**Exercise set**
[A] Rewrite the stretch of the anonymous-uploads thread from "This seems like" through "something equally boring.", swapping "Wordpress" for "Drupal".
[B] Write the next part of the forum thread on anonymous upload services, picking up after its final comment.

**Text excerpt**
----------
Comment by xlii
3 months ago
It seems nice but every single time I see service allowing anonymous uploads like such I’m thinking immediately: criminal use.
How hard would it be write a protocol that uses relatively safe urls to encode messages, e.g. by ensuring that the ratio of emojis isn’t serialized URL, credentials to some stash or an encoded picture no one wants to keep?
> It seems nice but every single time I see service allowing anonymous uploads like such I’m thinking immediately: criminal use.
This seems like the Hollywood movie plot criminal use.
Actual criminals just put a normal server/proxy in a non-extradition country or compromise any of the zillion unpatched Wordpress instances on the internet or something equally boring.
Might I say that this whole safetyist moral panic is very convenient for large corporations? If you can't host your own service due to these concerns, you'll use the cloud :)
It's not a moral panic it's called "an extended engagement with law enforcement will be unpleasant and costly" and you probably don't want that.
And if you're wondering why it's that way, then casually observe everytime people declare that people under arrest or being tried "don't deserve..." something.
----------
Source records
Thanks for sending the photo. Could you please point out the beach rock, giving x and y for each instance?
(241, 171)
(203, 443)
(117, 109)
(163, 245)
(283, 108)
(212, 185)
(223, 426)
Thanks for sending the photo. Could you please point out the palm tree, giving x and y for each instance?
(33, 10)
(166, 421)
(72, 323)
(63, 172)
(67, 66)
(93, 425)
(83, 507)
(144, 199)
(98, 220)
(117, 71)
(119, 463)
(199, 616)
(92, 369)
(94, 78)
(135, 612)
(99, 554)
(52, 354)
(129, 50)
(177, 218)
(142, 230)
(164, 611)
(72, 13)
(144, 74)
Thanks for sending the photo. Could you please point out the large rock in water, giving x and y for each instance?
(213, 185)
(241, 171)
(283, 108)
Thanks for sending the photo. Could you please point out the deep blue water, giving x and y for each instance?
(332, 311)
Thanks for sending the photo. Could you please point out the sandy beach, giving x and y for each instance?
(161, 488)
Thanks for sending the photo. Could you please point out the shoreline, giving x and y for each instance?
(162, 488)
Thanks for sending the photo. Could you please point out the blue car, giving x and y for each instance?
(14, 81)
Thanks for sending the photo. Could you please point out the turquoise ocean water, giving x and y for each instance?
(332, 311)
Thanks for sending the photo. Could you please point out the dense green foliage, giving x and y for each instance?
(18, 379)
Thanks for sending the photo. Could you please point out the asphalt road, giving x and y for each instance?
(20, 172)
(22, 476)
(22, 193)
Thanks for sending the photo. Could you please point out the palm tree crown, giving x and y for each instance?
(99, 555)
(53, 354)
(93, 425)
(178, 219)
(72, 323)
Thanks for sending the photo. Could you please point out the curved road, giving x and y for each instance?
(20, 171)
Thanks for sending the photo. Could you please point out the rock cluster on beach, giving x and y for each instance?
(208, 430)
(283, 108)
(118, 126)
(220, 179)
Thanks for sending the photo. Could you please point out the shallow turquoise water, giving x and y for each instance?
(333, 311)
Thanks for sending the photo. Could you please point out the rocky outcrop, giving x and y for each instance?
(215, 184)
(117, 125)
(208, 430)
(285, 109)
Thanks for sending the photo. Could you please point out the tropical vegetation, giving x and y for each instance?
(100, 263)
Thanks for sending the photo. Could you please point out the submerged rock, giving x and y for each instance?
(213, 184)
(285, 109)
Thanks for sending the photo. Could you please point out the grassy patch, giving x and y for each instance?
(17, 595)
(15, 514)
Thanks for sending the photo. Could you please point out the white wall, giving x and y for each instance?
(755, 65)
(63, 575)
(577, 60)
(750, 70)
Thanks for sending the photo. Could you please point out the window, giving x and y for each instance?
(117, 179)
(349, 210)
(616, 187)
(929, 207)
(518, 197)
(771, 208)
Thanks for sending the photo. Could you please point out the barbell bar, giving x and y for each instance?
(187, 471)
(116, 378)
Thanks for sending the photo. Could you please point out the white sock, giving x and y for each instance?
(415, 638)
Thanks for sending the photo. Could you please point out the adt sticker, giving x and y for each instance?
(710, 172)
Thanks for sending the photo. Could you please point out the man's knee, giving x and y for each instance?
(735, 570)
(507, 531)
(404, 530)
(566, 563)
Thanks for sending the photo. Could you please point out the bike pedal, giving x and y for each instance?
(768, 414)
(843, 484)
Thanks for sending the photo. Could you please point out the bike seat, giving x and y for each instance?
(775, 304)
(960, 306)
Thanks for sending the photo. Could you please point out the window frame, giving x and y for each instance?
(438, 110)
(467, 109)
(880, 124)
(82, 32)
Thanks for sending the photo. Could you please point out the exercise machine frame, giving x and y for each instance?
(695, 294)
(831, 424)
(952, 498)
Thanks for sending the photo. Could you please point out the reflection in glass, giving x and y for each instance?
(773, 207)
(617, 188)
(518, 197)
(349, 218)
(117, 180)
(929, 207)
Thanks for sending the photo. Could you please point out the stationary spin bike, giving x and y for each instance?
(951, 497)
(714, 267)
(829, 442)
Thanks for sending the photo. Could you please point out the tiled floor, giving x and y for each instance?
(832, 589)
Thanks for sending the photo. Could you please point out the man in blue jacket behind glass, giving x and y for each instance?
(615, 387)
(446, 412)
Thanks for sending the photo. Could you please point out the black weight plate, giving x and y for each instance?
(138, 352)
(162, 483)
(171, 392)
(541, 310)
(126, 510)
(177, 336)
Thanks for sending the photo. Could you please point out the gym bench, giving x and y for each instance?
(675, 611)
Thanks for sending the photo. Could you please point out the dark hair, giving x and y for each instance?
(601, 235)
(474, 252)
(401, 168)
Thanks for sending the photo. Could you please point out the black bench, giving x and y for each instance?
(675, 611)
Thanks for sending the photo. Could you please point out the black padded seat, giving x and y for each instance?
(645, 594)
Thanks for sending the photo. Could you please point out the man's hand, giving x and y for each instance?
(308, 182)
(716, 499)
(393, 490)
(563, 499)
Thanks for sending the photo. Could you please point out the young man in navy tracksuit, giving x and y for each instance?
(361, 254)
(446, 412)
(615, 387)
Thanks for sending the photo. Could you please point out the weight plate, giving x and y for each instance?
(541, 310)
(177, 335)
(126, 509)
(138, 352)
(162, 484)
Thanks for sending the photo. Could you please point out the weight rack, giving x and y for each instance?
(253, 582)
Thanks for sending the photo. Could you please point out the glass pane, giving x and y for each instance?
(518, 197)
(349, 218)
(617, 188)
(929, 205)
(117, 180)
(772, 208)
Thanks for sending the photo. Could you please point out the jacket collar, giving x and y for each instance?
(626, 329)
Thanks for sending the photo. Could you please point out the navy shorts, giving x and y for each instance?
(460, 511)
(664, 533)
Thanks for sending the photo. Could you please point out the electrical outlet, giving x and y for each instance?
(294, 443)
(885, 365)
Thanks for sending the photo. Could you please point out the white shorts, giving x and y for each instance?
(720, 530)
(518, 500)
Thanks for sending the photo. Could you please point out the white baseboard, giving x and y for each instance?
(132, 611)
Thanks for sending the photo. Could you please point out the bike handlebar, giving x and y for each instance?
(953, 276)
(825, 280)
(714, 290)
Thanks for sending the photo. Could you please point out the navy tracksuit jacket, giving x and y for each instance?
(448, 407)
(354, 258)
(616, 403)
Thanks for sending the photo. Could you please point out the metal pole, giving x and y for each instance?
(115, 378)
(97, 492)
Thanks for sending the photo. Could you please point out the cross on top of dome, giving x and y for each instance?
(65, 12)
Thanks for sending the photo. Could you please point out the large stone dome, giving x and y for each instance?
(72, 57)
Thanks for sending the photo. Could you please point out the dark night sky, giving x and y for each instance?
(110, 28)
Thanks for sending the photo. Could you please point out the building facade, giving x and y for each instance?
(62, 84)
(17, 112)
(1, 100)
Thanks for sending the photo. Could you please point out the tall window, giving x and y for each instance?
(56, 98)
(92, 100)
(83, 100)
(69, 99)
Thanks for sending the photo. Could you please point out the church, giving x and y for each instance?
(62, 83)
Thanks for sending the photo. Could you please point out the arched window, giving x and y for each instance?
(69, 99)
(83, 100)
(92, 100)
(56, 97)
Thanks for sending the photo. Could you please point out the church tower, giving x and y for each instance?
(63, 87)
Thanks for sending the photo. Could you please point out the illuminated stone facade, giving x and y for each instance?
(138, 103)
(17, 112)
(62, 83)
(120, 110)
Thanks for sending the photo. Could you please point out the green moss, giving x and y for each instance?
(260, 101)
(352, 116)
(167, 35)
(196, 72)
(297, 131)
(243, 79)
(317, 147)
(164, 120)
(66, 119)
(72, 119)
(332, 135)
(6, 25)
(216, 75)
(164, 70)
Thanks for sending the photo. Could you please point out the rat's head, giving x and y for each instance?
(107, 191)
----------
**Replies**
[A]
This seems like the Hollywood movie plot criminal use.
Actual criminals just put a normal server/proxy in a non-extradition country or compromise any of the zillion unpatched Drupal instances on the internet or something equally boring.

[B]
5 replies →
It's even more boring: When I share criminal data (usually old movies that are still in copyright), I just put them in an encrypted 7zip archive and upload to google drive, then delete after my friend downloads it.
I mean, in this case we're talking about emoji, so I'm having a hard time picturing the criminal use, but in general anonymous file uploads or text uploads absolutely get used by criminals as soon as they're discovered. Anyone who's run a service for long enough will have stories of the fight against spam and CSAM (I do!).
> I mean, in this case we're talking about emoji, so I'm having a hard time picturing the criminal use, but in general anonymous file uploads or text uploads absolutely get used by criminals as soon as they're discovered
You can use the emoji service as an anonymous data upload service because it transfers information and you can encode arbitrary data into other data. But that sounds like work and people are lazy and criminals are people so they'll generally do the lazy thing and use one of the numerous other options available to them which are less work than creating and distributing an emoji encoder.
If you make a generic file upload service, well, they don't have to do as much work to use that. Then the question is, what should we do about that?
The next question is, does preventing them from using a given service meaningfully prevent any crime? That one we know the answer to. No, it does not. Because they still have all of the other alternatives, like putting it on a server or service in a foreign country or compromising random Wordpress instances etc.
Then we can ask, from the perspective of what the law should be and the perspective of a host under a given set of laws, what should we do? And these are related questions, because you want to consider how people are going to respond to a given set of laws.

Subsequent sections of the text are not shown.